*PROVIDED RECORDS*.
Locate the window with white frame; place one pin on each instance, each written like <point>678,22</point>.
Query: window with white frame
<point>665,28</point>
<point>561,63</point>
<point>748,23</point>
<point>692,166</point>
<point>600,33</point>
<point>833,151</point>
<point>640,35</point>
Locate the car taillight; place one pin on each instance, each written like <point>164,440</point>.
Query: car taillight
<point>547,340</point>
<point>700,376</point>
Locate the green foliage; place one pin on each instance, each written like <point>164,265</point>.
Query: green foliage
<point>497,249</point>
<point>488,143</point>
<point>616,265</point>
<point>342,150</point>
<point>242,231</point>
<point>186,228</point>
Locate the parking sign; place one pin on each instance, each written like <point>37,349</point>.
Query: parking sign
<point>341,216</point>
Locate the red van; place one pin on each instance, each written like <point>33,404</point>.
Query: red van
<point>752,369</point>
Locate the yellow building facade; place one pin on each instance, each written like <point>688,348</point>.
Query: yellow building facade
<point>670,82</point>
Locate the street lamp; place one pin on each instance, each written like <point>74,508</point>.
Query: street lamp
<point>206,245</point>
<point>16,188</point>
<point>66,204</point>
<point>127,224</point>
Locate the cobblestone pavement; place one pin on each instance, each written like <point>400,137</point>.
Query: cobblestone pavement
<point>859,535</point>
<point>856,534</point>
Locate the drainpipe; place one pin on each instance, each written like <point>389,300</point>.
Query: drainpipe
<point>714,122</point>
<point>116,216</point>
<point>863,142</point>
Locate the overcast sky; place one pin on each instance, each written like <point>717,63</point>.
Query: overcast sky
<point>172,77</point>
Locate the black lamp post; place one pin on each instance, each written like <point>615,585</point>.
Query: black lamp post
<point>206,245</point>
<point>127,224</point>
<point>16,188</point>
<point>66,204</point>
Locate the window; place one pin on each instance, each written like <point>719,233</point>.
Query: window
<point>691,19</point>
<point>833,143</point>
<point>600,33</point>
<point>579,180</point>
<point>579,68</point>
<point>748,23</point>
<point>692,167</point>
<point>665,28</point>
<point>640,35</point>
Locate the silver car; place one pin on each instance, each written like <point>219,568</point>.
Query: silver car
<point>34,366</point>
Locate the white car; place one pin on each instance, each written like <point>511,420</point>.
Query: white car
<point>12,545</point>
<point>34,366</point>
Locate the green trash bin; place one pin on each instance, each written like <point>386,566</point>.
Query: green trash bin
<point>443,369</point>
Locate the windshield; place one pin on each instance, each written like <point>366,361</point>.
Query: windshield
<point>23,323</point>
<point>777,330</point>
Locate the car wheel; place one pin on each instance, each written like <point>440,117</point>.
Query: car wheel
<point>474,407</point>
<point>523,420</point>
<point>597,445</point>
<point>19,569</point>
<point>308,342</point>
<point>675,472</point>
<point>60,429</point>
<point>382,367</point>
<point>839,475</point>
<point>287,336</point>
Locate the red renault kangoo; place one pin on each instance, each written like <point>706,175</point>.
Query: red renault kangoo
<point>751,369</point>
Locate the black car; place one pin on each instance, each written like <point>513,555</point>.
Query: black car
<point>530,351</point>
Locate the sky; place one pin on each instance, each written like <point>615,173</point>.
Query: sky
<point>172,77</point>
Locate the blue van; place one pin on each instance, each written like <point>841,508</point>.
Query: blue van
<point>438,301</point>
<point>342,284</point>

*WHAT YOU HAVE TO DO*. Write out again every line from the line with "Locate the car wheel;" up to and including the line with "<point>287,336</point>". Add 90 to each coordinate in the answer points, and leave the numbers in the line that begins with "Locate" unchanged.

*RESPONSE TO THE EXERCISE*.
Locate the car wheel; place one pin on each instance, each written like <point>440,117</point>.
Query: car wheel
<point>564,497</point>
<point>613,510</point>
<point>687,535</point>
<point>109,659</point>
<point>398,432</point>
<point>765,562</point>
<point>150,519</point>
<point>472,457</point>
<point>929,565</point>
<point>377,426</point>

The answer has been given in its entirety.